--- PASSAGE TO READ ---

- Directed by: Haakon Sandøy
- Written by: Haakon Sandøy
- Based on: Tarjei Vesaas's novel Brannen
- Starring: Jan Grønli Unn Vibeke Hol Bonne Gauguin Kjell Stormoen Liliane Naumik Eva von Hanno Bjarne Andersen
- Cinematography: Zygmunt Samosiuk
- Edited by: Edith Toreg
- Music by: Eyvind Solås
- Distributed by: Kommunenes filmcentral
- Release date: October 1, 1973;
- Running time: 75 minutes
- Country: Norway
- Language: Norwegian

= Brannen (film) =

Brannen (The Fire) is a Norwegian film from 1973. The film is based on Tarjei Vesaas's novel Brannen. Haakon Sandøy directed the film and Jan Grønli played the lead role. Unn Vibeke Hol played the girl in the film. Nils Vogt made his film debut in Brannen.

---

__INSTRUCTIONS TO FOLLOW__:
Continue the article on the 1973 Norwegian film Brannen, starting after its last sentence.

--- ROWS ---

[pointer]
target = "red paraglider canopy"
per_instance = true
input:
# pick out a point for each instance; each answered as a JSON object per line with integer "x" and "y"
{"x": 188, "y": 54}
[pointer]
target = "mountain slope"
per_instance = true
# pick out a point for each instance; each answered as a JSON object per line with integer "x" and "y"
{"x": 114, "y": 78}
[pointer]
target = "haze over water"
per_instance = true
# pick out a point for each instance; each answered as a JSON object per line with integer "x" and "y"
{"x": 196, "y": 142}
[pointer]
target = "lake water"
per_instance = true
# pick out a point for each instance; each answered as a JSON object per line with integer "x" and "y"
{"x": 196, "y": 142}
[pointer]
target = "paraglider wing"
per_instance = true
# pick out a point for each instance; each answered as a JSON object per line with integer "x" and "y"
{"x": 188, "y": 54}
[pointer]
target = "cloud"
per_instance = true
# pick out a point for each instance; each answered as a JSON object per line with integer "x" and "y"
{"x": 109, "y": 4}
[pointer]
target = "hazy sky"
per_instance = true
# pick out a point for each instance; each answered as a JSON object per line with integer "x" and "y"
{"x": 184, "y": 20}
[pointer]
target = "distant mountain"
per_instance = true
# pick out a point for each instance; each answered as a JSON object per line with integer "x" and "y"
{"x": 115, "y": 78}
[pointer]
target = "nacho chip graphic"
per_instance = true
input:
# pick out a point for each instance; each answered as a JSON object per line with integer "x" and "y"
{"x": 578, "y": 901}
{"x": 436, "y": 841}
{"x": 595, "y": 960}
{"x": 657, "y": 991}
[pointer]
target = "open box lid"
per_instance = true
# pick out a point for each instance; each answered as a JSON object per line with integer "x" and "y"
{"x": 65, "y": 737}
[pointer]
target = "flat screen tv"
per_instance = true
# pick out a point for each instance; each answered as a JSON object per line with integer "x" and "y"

---

__ANSWER TO THIS TASK__:
==Plot==
The film is about a young boy that lives alone in a modern housing complex. He has a small room with a telephone that rings more or less constantly. When he picks up the phone, he only hears a busy signal. Eventually, he flees the apartment block in panic. The boy lets himself be led by different people that appear completely unexpectedly. He gets involved in a search team looking for a young girl. When the search crew is completely exhausted after a few days, the boy finds the girl. The film has a surreal feel.

==Background==
Brannen is based on one of Tarjei Vesaas's most unusual novels. The film's plot and form of expression are largely true to the novel. The Norwegian Media Authority described the film as: "a young boy's nightmare-like experiences and encounter with strange fates on his journey."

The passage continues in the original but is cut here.